## What is needed
Copy out every line below word for word, without changing anything.

## Entries supplied
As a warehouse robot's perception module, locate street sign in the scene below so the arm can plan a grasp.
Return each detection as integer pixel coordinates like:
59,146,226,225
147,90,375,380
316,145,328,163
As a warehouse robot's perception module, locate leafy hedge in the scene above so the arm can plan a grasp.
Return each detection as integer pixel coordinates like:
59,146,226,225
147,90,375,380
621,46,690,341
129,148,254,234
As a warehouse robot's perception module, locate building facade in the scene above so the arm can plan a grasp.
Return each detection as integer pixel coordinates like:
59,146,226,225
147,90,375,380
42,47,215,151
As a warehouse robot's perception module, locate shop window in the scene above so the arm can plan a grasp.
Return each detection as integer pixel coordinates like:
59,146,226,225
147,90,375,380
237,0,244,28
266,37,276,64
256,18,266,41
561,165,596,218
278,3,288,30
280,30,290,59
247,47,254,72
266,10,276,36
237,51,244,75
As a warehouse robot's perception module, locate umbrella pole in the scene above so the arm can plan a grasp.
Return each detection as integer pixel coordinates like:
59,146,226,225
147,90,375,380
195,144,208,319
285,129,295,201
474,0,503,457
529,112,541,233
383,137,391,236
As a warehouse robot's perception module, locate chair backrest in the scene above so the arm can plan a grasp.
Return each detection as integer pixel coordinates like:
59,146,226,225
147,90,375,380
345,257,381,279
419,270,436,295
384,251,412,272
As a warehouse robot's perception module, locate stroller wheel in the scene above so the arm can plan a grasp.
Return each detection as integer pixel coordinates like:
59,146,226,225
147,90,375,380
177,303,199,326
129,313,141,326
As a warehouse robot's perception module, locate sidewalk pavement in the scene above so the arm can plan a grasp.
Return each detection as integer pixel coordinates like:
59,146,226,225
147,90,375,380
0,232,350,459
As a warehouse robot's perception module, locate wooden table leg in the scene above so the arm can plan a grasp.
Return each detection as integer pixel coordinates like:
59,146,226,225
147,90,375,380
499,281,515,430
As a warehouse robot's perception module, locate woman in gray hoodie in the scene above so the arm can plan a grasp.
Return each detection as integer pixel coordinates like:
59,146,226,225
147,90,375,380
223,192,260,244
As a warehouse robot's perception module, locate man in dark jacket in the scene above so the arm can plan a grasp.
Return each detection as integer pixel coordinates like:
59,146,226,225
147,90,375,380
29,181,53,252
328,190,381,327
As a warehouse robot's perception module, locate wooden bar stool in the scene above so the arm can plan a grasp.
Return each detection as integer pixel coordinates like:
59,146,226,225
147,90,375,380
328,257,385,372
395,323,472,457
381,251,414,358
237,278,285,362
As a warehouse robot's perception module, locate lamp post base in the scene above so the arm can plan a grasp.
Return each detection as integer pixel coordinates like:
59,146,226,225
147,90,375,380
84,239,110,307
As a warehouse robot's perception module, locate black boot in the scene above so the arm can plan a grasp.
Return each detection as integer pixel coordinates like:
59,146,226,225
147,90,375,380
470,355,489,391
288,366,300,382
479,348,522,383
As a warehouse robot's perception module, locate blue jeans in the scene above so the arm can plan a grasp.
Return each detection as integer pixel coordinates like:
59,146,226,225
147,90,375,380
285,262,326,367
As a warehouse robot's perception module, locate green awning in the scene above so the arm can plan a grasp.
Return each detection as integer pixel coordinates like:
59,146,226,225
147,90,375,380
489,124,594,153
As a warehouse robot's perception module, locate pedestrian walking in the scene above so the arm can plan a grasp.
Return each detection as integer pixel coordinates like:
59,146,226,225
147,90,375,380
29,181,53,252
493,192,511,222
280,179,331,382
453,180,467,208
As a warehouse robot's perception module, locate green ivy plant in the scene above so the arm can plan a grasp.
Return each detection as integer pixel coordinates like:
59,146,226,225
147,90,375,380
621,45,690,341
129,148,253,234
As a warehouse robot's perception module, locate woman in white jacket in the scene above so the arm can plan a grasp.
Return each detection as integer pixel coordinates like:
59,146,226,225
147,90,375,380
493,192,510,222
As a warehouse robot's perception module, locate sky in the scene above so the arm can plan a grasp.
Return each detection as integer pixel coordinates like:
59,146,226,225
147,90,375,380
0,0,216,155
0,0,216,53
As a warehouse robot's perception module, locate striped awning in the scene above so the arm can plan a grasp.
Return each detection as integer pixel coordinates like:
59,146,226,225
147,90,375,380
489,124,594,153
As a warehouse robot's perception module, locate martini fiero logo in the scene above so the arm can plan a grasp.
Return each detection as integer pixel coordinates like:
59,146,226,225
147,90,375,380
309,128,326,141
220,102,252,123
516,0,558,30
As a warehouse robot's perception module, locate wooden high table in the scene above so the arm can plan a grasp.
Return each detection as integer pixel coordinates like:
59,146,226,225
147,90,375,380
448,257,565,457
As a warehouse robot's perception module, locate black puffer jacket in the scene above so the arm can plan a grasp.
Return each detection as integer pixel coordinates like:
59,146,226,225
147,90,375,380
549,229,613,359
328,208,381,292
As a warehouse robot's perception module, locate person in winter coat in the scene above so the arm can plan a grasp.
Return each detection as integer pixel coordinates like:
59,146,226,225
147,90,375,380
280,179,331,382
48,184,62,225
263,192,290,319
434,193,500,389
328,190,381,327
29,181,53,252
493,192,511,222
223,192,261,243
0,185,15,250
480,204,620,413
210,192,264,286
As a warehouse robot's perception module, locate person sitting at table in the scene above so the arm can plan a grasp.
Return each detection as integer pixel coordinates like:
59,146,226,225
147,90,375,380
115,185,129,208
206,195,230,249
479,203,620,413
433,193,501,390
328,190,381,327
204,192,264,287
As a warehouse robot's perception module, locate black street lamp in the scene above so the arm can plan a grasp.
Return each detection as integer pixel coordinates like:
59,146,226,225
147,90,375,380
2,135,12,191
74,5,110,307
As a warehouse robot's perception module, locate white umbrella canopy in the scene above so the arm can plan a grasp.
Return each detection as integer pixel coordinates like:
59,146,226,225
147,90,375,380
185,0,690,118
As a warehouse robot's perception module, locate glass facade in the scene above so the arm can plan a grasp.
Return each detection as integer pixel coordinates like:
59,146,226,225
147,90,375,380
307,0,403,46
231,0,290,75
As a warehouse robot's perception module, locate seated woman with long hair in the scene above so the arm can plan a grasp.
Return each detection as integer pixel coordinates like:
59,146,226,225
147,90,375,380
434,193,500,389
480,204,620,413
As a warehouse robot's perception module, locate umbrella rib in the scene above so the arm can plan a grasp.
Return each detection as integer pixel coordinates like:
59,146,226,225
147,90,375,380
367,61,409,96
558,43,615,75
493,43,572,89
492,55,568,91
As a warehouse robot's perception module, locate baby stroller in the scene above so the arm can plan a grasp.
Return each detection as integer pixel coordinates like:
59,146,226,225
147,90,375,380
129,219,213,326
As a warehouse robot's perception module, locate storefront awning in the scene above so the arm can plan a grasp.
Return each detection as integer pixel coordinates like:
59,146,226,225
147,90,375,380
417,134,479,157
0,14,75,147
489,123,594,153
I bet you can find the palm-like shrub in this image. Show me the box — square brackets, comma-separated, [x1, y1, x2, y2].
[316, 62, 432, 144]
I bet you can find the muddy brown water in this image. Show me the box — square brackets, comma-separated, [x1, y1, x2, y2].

## Task solution
As a warehouse robot's perception module, locate street sign in the scene below so the arm can plan a grasp.
Return each detection as integer pixel coordinates like:
59,146,226,225
147,90,375,380
316,145,328,163
As a warehouse robot's perception module, locate leafy hedge in the scene above so the arm can plan a grasp.
Return each detection as integer pixel coordinates like:
59,146,226,225
147,90,375,380
621,46,690,341
129,148,254,234
As a warehouse robot's perception module, locate building facade in the scene above so the arm can plan a grasp.
Return each detection as integer pixel coordinates like:
59,146,226,225
147,90,375,380
42,47,215,151
As a warehouse robot's perception module, locate shop window in the scene above so the arm can plan a grasp.
Return each detection as integer pixel coordinates like:
59,146,226,225
147,90,375,380
237,0,244,28
266,37,276,64
256,18,266,41
561,165,596,218
278,3,288,30
280,30,290,59
247,47,254,72
266,10,276,36
237,51,244,75
As a warehouse robot's perception module, locate umbrella pole in the scene above so the arm can plan a grasp.
Return each detection as integer pixel coordinates like:
59,146,226,225
147,90,375,380
195,144,208,319
285,129,295,201
474,0,503,457
529,112,541,233
383,137,391,236
As a warehouse robot's perception module, locate chair backrest in the scene above so the arm can plan a grasp.
Return each detection as integer pixel coordinates like:
59,146,226,225
147,90,375,380
345,257,381,279
419,270,436,295
384,251,412,272
As a warehouse robot's perception module, locate stroller wheel in the scene above so the arm can plan a grasp.
Return each detection as integer pixel coordinates like:
59,146,226,225
147,90,375,380
177,303,199,326
129,313,141,326
As a warehouse robot's perception module, locate sidewalk pavement in the scene above so the arm can plan a grasp.
Return each detection as integer pixel coordinates like:
59,146,226,225
147,90,375,380
0,232,350,459
As a warehouse robot's perception module, locate wooden table leg in the scene above so the arm can plan a grasp.
Return each detection as integer pixel coordinates like:
59,146,226,225
147,90,375,380
499,281,515,430
As a warehouse robot's perception module, locate woman in gray hoodie in the scene above so the arm can plan a grasp.
Return each detection as integer pixel coordinates like:
59,146,226,225
147,90,375,380
223,192,260,244
As a warehouse robot's perception module, locate man in dark jacket in the scene above so the arm can plan a grasp.
Return each detection as integer pixel coordinates like:
59,146,226,225
147,90,375,380
29,181,53,252
328,190,381,327
As a warehouse robot's perception module, locate wooden bar stool in the scene above so the arm can plan a grasp.
Return each detection as integer pixel coordinates like:
59,146,226,225
147,90,375,380
328,257,385,372
395,323,472,457
381,251,414,358
237,278,285,362
As a warehouse robot's perception module, locate lamp post base in the scene above so the arm can plan a grasp.
Return each detection as integer pixel coordinates like:
59,146,226,225
147,90,375,380
84,239,110,307
As a warehouse robot's perception module, locate black boot in the scene above so the arm can plan a grasp.
Return each detection as integer pixel coordinates like:
59,146,226,225
147,90,375,380
470,355,489,391
288,366,300,382
479,348,522,383
As a warehouse robot's perception module, locate blue jeans in the scene above so the arm can plan a grasp.
Return each detection as integer pixel coordinates like:
59,146,226,225
147,90,375,380
285,262,326,367
As a warehouse robot's perception module, locate green awning in the scene above so the arm can plan a grasp.
Return each detection as integer pixel coordinates like:
59,146,226,225
147,90,375,380
489,124,594,153
As a warehouse robot's perception module, locate pedestrian walking in the scene above so the arm can plan a grasp.
Return each detection as integer pixel coordinates like:
59,146,226,225
147,90,375,380
29,181,53,252
493,192,511,222
280,179,331,382
453,180,467,208
As a warehouse robot's perception module, locate green ivy plant in the scene above so the arm can plan a grasp.
Return each detection as integer pixel coordinates like:
59,146,226,225
147,90,375,380
621,45,690,341
129,148,253,234
As a warehouse robot's perception module, locate woman in white jacket in the scene above so the arm can plan a grasp.
Return each detection as integer pixel coordinates like:
59,146,226,225
147,90,375,380
493,192,510,222
As a warehouse robot's perception module, locate sky in the scene above so the arm can plan a grasp.
Return each detection as integer pixel coordinates like:
59,146,226,225
147,90,375,380
0,0,216,155
0,0,216,53
As a warehouse robot's perception module, locate striped awning in the scene above so the arm can plan a grasp.
Return each detection as integer pixel coordinates like:
59,146,226,225
147,90,375,380
489,124,594,153
As a warehouse robot's perception module, locate martini fiero logo in the scene above so the arm can plan a grasp.
Return each detection as integer pixel coordinates like:
59,146,226,225
147,90,375,380
309,128,326,141
220,102,252,123
516,0,558,30
As a warehouse robot's perception module, locate wooden high table in the scene above so the arm can plan a grasp.
Return each detection as integer pixel coordinates like:
59,146,226,225
147,90,375,380
448,257,565,457
As a warehouse robot's perception module, locate black puffer jacket in the scene above so the arm can plan a grasp.
Return each detection as integer pixel coordinates like:
59,146,226,225
147,90,375,380
549,229,613,359
328,208,381,292
As a warehouse robot's perception module, locate person in winter coat in the scene above so the arm can plan a grasp.
Return each detection as integer pixel coordinates like:
59,146,226,225
147,90,375,380
280,179,331,382
48,184,62,225
263,192,290,319
434,193,500,389
328,190,381,327
29,181,53,252
493,192,511,222
223,192,261,243
0,185,15,250
480,204,620,413
210,192,264,286
As a warehouse robot's perception module, locate person sitting at table in the scene above so the arm can plan a grasp.
Return each detection as integer pixel coordinates like:
59,146,226,225
147,90,375,380
115,185,129,208
206,195,230,249
479,203,620,413
433,193,501,390
328,190,381,327
204,192,264,287
As a warehouse robot's perception module, locate black street lamp in the scene above so the arm can plan a grasp.
Return each detection as integer pixel coordinates like:
59,146,226,225
147,90,375,380
2,135,12,191
74,5,110,307
As a warehouse robot's perception module, locate white umbrella canopy in the scene above so the arm can plan a grasp.
Return each detection as integer pixel coordinates like:
59,146,226,225
147,90,375,380
185,0,690,118
As a warehouse robot's perception module, locate glass facade in the scene above so the arm can plan a grasp.
Return each detection as integer pixel coordinates like:
59,146,226,225
147,90,375,380
307,0,403,46
231,0,290,75
As a warehouse robot's perception module, locate seated woman with long hair in the scene above so the arm can plan a grasp.
Return each detection as integer pixel coordinates like:
59,146,226,225
147,90,375,380
434,193,500,389
480,204,620,413
As a warehouse robot's perception module, locate umbrella rib in the scene above so the arm can plan a grasp.
Return each detection as integer pixel coordinates like:
59,146,226,225
147,90,375,380
367,61,409,96
558,43,615,75
493,43,572,89
492,55,568,91
As a warehouse robot's perception module, locate baby stroller in the scene above so the arm can plan a grasp.
Return each detection as integer pixel coordinates like:
59,146,226,225
147,90,375,380
129,219,213,326
As a warehouse robot's perception module, locate storefront awning in the scene above so the arm can plan a grasp.
Return each detection as integer pixel coordinates like:
59,146,226,225
147,90,375,380
417,134,479,157
0,14,75,147
489,123,594,153
I bet you can find the palm-like shrub in this image. Show me the box — square brackets, comma-separated, [x1, y1, x2, y2].
[316, 62, 432, 144]
I bet you can find the muddy brown water in this image. Show me the box — square brackets, comma-separated, [x1, y1, x2, y2].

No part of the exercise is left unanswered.